WORK TO BE COMPLETED:
Can you extract, word for word, every line starting at the very beginning of the records and ending at the line that contains "POLYGON ((54 215, 62", with both of those lines included?

[START]

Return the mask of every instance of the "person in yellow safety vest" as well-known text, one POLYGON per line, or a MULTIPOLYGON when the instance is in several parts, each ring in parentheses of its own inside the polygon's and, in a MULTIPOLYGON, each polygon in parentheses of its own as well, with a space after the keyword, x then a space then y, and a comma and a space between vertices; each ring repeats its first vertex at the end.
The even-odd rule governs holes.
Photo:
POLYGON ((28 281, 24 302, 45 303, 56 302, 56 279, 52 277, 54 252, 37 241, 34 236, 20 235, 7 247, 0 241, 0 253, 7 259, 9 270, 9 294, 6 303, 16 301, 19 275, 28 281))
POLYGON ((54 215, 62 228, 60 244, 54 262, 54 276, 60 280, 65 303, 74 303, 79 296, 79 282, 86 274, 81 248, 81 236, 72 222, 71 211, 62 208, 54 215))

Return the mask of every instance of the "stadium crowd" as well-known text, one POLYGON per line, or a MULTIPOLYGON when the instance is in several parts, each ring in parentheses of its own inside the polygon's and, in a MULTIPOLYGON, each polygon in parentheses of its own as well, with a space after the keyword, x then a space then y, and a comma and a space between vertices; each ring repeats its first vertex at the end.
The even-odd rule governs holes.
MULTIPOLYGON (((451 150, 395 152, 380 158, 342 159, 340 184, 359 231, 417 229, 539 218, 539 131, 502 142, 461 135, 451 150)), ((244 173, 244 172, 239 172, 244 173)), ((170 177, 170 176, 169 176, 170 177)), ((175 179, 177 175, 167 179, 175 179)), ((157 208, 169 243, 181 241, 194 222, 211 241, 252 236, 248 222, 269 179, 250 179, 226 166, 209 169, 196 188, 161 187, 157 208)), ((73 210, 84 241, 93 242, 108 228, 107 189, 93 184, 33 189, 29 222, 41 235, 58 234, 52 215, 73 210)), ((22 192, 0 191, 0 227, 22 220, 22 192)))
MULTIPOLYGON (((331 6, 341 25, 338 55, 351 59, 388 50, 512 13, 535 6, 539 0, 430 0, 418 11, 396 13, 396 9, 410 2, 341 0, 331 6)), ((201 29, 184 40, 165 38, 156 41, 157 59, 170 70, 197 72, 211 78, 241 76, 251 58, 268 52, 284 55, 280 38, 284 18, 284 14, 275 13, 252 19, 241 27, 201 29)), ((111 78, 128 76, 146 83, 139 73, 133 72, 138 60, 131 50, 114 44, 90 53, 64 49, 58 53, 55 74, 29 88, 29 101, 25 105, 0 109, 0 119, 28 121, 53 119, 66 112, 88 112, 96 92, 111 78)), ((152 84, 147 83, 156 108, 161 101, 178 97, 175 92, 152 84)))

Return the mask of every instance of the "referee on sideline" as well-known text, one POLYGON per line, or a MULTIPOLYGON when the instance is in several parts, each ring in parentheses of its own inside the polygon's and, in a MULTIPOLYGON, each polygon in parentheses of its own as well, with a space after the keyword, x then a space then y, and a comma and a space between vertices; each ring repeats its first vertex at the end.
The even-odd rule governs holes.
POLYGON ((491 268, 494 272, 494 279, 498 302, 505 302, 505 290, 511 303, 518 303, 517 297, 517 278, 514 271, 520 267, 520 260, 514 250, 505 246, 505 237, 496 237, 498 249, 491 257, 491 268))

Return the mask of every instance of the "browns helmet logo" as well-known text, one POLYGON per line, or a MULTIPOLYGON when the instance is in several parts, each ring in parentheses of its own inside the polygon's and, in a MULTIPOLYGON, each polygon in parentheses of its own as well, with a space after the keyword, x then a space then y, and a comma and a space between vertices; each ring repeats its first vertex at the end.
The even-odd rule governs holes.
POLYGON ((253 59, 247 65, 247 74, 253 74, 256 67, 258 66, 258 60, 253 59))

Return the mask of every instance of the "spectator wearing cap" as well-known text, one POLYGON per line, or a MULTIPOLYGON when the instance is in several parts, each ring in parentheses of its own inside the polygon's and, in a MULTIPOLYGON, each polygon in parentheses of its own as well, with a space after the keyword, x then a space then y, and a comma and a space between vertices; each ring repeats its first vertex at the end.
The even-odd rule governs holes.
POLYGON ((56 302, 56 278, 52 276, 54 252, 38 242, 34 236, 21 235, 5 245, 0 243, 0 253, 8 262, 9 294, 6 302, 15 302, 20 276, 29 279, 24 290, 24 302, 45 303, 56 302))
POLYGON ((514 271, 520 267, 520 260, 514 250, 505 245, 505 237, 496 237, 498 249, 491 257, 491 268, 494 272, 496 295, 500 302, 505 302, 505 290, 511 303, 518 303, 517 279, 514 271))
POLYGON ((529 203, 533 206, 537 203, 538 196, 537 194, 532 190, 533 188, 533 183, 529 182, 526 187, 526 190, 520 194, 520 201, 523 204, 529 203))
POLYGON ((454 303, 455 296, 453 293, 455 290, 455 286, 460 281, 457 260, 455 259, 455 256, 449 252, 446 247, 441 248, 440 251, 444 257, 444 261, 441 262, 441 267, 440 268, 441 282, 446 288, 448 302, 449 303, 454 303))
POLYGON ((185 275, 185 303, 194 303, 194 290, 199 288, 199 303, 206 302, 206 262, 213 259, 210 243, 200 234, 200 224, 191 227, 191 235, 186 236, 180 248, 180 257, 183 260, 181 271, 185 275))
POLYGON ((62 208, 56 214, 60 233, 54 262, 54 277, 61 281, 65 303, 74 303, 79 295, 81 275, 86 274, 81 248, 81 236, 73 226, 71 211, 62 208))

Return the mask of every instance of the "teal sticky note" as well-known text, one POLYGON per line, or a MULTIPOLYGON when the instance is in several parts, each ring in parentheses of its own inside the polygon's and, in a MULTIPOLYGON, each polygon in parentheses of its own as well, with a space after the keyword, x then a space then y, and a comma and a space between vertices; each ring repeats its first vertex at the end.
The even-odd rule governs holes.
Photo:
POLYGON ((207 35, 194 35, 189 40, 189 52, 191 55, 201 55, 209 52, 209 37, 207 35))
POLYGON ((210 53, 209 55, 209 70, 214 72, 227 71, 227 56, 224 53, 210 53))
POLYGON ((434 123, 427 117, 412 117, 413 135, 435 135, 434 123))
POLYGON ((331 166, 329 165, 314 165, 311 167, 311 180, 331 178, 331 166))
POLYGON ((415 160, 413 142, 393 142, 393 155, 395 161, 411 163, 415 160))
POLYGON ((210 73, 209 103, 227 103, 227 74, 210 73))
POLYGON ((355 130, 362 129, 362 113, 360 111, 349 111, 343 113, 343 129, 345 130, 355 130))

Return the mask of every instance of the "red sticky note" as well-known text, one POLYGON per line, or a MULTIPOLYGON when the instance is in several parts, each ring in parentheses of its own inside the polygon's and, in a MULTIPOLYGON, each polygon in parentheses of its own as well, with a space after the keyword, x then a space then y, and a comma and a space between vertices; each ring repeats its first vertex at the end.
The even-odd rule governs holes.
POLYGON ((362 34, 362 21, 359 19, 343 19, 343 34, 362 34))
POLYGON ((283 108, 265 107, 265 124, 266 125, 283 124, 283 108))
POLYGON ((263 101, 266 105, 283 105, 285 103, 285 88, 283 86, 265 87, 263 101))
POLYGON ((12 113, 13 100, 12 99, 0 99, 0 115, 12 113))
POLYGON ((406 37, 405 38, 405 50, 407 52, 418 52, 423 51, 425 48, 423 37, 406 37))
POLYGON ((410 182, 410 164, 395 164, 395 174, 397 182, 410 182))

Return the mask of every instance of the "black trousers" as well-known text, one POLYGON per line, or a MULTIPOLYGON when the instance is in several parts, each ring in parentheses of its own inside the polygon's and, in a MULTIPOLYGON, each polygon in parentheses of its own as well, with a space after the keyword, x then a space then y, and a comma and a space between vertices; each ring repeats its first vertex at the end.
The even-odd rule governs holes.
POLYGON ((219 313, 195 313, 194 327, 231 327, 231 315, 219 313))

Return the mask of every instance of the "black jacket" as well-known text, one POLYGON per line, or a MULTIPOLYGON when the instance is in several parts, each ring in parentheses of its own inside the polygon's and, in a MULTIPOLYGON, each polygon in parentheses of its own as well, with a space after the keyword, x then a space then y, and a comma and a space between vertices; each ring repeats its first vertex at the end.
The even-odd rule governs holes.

[END]

RESPONSE:
Return the mask of every instance of the "person in yellow safety vest" as well-known text, one POLYGON per line, or a MULTIPOLYGON when the instance is in several parts, each ring in parentheses of its own inside the polygon's and, in a MULTIPOLYGON, each polygon in parentheses of its own as well, with a space after the keyword, x then a space then y, and a comma and a space between vertices; each ring repeats its first vertex at the end.
The even-odd rule governs holes.
Photo:
POLYGON ((28 281, 24 302, 45 303, 56 302, 56 279, 52 277, 54 252, 37 241, 34 236, 20 235, 7 247, 0 241, 0 253, 7 259, 9 270, 9 294, 6 303, 16 301, 19 275, 28 281))
POLYGON ((54 215, 62 228, 60 244, 54 262, 54 276, 60 280, 65 303, 74 303, 79 296, 79 282, 86 274, 81 248, 81 236, 72 222, 71 211, 62 208, 54 215))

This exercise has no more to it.